Coordinate labeling data:
—————

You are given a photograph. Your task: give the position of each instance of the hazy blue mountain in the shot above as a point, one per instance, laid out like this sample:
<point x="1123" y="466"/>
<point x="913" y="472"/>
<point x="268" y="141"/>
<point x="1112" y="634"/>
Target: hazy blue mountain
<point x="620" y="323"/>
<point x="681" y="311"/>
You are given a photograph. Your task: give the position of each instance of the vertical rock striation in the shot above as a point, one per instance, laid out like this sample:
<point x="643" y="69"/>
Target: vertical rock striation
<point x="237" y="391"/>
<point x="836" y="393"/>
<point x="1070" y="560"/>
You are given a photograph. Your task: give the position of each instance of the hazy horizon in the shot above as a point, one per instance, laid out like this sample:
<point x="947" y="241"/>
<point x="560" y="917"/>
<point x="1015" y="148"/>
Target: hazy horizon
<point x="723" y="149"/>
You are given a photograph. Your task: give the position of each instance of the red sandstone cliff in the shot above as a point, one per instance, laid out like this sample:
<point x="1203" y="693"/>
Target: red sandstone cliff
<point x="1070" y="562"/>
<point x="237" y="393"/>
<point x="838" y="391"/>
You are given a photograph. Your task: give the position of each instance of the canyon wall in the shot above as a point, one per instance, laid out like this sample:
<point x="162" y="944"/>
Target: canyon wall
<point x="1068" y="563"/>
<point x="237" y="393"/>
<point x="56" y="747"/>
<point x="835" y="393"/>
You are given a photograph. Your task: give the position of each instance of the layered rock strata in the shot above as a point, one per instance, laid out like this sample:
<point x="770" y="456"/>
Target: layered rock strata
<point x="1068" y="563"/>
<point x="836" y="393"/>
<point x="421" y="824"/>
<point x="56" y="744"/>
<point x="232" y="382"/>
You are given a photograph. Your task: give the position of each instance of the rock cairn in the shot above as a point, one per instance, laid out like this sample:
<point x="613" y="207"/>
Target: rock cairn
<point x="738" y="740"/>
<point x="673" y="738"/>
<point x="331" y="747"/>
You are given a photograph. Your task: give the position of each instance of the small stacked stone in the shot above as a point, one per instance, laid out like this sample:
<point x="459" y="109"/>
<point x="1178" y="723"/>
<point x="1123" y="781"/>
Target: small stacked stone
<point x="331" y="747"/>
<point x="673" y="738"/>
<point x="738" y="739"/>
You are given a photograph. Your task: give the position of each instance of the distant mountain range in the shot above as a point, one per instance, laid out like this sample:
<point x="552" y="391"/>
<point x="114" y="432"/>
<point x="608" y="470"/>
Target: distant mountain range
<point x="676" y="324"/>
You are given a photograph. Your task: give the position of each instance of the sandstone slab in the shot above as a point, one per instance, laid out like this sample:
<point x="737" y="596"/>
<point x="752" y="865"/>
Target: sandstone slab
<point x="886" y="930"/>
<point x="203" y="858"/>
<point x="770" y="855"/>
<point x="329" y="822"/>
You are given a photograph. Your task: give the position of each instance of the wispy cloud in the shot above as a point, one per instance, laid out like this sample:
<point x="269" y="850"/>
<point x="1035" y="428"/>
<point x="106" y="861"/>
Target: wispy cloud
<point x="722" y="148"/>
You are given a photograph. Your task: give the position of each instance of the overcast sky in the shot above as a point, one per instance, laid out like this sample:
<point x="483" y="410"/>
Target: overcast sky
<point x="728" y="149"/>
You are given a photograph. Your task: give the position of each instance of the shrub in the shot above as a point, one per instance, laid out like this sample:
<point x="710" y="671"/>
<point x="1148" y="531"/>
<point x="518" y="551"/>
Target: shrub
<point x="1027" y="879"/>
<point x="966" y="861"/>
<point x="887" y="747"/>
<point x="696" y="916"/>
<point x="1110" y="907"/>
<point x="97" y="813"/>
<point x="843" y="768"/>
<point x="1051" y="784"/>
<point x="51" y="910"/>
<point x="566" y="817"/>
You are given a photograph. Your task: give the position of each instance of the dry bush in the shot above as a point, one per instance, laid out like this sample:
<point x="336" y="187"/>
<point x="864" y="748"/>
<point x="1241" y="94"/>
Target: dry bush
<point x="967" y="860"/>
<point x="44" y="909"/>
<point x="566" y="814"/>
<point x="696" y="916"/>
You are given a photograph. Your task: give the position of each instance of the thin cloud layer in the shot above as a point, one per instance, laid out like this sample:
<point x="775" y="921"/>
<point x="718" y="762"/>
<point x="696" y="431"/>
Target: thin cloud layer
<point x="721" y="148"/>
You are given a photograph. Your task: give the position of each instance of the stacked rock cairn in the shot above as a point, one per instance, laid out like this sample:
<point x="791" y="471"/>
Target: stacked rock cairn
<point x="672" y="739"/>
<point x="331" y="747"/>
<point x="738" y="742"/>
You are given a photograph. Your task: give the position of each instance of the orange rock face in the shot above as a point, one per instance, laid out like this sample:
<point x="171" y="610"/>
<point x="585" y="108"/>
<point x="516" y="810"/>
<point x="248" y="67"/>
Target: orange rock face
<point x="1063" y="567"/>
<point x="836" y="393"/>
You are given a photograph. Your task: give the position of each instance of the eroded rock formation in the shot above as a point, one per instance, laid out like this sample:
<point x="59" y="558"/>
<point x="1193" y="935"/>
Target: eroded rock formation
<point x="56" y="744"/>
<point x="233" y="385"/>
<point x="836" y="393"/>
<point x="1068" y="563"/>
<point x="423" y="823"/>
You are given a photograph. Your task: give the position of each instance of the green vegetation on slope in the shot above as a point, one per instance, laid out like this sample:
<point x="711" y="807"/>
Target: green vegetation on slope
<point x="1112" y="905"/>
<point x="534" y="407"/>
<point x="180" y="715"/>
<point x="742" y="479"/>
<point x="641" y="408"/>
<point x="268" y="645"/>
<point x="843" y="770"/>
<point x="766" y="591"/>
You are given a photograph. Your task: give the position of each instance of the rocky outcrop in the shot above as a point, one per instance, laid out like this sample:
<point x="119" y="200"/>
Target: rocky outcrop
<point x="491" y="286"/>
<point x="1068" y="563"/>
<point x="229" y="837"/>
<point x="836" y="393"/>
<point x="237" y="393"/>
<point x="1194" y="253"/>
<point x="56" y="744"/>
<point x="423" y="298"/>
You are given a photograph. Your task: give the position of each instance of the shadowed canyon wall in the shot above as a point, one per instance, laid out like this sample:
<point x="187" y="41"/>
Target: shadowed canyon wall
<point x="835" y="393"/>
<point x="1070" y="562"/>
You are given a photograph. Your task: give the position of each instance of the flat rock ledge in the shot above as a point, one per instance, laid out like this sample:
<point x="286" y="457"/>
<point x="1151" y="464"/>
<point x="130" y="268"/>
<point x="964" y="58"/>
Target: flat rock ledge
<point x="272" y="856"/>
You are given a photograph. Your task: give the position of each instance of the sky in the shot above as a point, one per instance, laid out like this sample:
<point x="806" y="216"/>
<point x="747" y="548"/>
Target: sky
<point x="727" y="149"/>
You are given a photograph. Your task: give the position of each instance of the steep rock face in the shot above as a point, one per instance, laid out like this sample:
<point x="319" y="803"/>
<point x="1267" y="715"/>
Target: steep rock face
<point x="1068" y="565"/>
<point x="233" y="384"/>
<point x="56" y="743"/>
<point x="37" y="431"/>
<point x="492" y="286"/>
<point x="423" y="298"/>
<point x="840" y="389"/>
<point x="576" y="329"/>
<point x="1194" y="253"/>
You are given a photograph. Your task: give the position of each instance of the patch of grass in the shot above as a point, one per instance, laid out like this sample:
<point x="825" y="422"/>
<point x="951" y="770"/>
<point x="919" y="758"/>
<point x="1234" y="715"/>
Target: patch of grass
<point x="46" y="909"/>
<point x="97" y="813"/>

—————

Copy all data exactly, start to finish.

Answer for the task:
You are given a photograph. Your task: give the position of each instance of the hazy blue mountain in the shot above as a point, one per instance, laid out like this sample:
<point x="1123" y="466"/>
<point x="913" y="472"/>
<point x="268" y="141"/>
<point x="1112" y="634"/>
Target: hazy blue mountain
<point x="620" y="323"/>
<point x="681" y="311"/>
You are given a photograph. Your task: give the position of each instance of the vertical rock striation in the shot above as a point, one per instance, laid out like this sample:
<point x="643" y="69"/>
Target: vertical rock striation
<point x="237" y="391"/>
<point x="836" y="393"/>
<point x="1070" y="560"/>
You are given a photograph. Your task: give the position of each instance of the hazy horizon in the shot above as a point, one per instance, laid out like this sample:
<point x="947" y="241"/>
<point x="560" y="917"/>
<point x="1015" y="148"/>
Target: hazy horizon
<point x="723" y="149"/>
You are given a photograph. Your task: give the position of each instance of the red sandstone cliff in the shot above as a point, one per instance, laid out like this sample:
<point x="1203" y="693"/>
Target: red sandstone cliff
<point x="1070" y="562"/>
<point x="237" y="393"/>
<point x="838" y="391"/>
You are given a photograph. Your task: give the position of each instance of the canyon wall in the shot above as a point, one per instance, laid out like this sample:
<point x="162" y="944"/>
Target: canyon wall
<point x="1068" y="563"/>
<point x="237" y="393"/>
<point x="56" y="747"/>
<point x="835" y="393"/>
You are given a photograph. Your task: give the position of each instance of the layered rock strata in the shot above as a point, one per instance, laid out like this sample:
<point x="770" y="456"/>
Target: layered rock strata
<point x="1068" y="563"/>
<point x="836" y="393"/>
<point x="421" y="824"/>
<point x="56" y="744"/>
<point x="232" y="382"/>
You are given a photograph. Your task: give the position of each instance of the rock cairn in the shot above as a point, one per instance, laid out like this sample:
<point x="613" y="207"/>
Target: rock cairn
<point x="738" y="740"/>
<point x="673" y="738"/>
<point x="331" y="747"/>
You are given a photograph. Your task: give the position of each instance of the small stacked stone in the shot above as a point, one per instance, laid out like this sample:
<point x="459" y="109"/>
<point x="1178" y="723"/>
<point x="1123" y="781"/>
Target: small stacked stone
<point x="331" y="747"/>
<point x="673" y="738"/>
<point x="738" y="739"/>
You are given a photograph. Your task: give the position of each instance of the distant mountain range in the shot above as a point, one per instance, laid out like this sample:
<point x="552" y="391"/>
<point x="114" y="432"/>
<point x="608" y="470"/>
Target: distant mountain range
<point x="676" y="324"/>
You are given a photograph. Your task: give the position of each instance of the sandstone slab in the shot above as a point, one per instance, laid out like this sample:
<point x="737" y="596"/>
<point x="752" y="865"/>
Target: sandstone slab
<point x="886" y="930"/>
<point x="203" y="858"/>
<point x="770" y="855"/>
<point x="329" y="822"/>
You are given a photograph. Your task: give the position of each instance of the wispy cloud in the shot above as a point, one per instance, laid out like this sample:
<point x="269" y="850"/>
<point x="1035" y="428"/>
<point x="106" y="861"/>
Target: wispy cloud
<point x="722" y="148"/>
You are given a photograph. Your task: give the position of each instance of the overcast sky in the shot above as a point, one per instance, laid out like this sample:
<point x="483" y="410"/>
Target: overcast sky
<point x="728" y="149"/>
You are given a photograph. Your task: give the position of each instance of the shrub in the shot above as a point, one per instance, laid out like this sample:
<point x="710" y="671"/>
<point x="1148" y="531"/>
<point x="518" y="551"/>
Target: shrub
<point x="1027" y="879"/>
<point x="966" y="861"/>
<point x="887" y="747"/>
<point x="696" y="916"/>
<point x="1110" y="907"/>
<point x="97" y="813"/>
<point x="843" y="768"/>
<point x="1051" y="784"/>
<point x="51" y="910"/>
<point x="566" y="817"/>
You are given a photograph. Your task: give the position of each instance of the dry bush in the shot above as a point, one per instance, laid out like this sample:
<point x="336" y="187"/>
<point x="864" y="748"/>
<point x="1241" y="94"/>
Target: dry bush
<point x="967" y="860"/>
<point x="44" y="909"/>
<point x="566" y="814"/>
<point x="696" y="916"/>
You are given a photograph. Your task: give the position of each instance of the thin cloud layer in the shot above as a point, one per instance, laid out like this sample:
<point x="775" y="921"/>
<point x="718" y="762"/>
<point x="696" y="431"/>
Target: thin cloud layer
<point x="721" y="148"/>
You are given a photograph. Your task: give the position of each instance of the stacked rock cairn in the shot above as a point, one per instance, laid out like this sample:
<point x="791" y="471"/>
Target: stacked rock cairn
<point x="672" y="739"/>
<point x="331" y="747"/>
<point x="738" y="742"/>
You are given a photograph. Your task: give the position of each instance of the orange rock face in the shot above as a point, one per instance, laid out like this sample:
<point x="171" y="610"/>
<point x="585" y="108"/>
<point x="516" y="810"/>
<point x="248" y="67"/>
Target: orange rock face
<point x="1063" y="567"/>
<point x="836" y="393"/>
You are given a photograph. Your task: give the position of each instance of the eroded rock formation in the shot above as a point, one per instance, laid out like this sample:
<point x="59" y="558"/>
<point x="1193" y="935"/>
Target: eroded rock formation
<point x="56" y="744"/>
<point x="233" y="385"/>
<point x="836" y="393"/>
<point x="1068" y="563"/>
<point x="423" y="823"/>
You are given a photograph. Your task: give the position of each instance of the green vegetation on slope in the shot above as a point, one per instance, laid out like this sample:
<point x="711" y="807"/>
Target: green vegetation on slope
<point x="1112" y="905"/>
<point x="534" y="407"/>
<point x="180" y="715"/>
<point x="742" y="479"/>
<point x="641" y="408"/>
<point x="268" y="645"/>
<point x="843" y="770"/>
<point x="766" y="591"/>
You are given a photograph. Your task: give the position of each instance of the rocky outcrop in the shot above as a point, one per instance, laid out like this sample:
<point x="119" y="200"/>
Target: rocky outcrop
<point x="491" y="286"/>
<point x="1068" y="563"/>
<point x="229" y="837"/>
<point x="836" y="393"/>
<point x="237" y="393"/>
<point x="1194" y="253"/>
<point x="56" y="744"/>
<point x="423" y="298"/>
You are given a photograph. Your task: give the position of each instance of the shadowed canyon wall in the shot above as a point, one per instance, laid out like this sample:
<point x="187" y="41"/>
Target: shadowed canyon wall
<point x="835" y="393"/>
<point x="1070" y="562"/>
You are given a photograph. Your task: give the position of each instance of the flat rock ledge in the shot above as a point, one per instance, laid out like this sample:
<point x="286" y="457"/>
<point x="1151" y="464"/>
<point x="130" y="268"/>
<point x="964" y="58"/>
Target: flat rock ledge
<point x="272" y="856"/>
You are given a photograph. Your task: give the position of each instance of the sky in the shot above as a point, one per instance, laid out like this sample:
<point x="806" y="216"/>
<point x="747" y="548"/>
Target: sky
<point x="727" y="149"/>
You are given a photograph. Your task: give the position of each instance of the steep rock face in the shot above as a point, one per instance, laid out like this sample:
<point x="319" y="803"/>
<point x="1267" y="715"/>
Target: steep rock face
<point x="1068" y="565"/>
<point x="233" y="384"/>
<point x="56" y="743"/>
<point x="37" y="431"/>
<point x="492" y="286"/>
<point x="423" y="298"/>
<point x="840" y="389"/>
<point x="576" y="329"/>
<point x="1194" y="253"/>
You are given a photograph. Your task: give the position of each instance of the patch of grass in the shot above as a point, one per instance, laid out like this sample:
<point x="825" y="422"/>
<point x="951" y="770"/>
<point x="919" y="758"/>
<point x="1234" y="715"/>
Target: patch of grass
<point x="46" y="909"/>
<point x="97" y="813"/>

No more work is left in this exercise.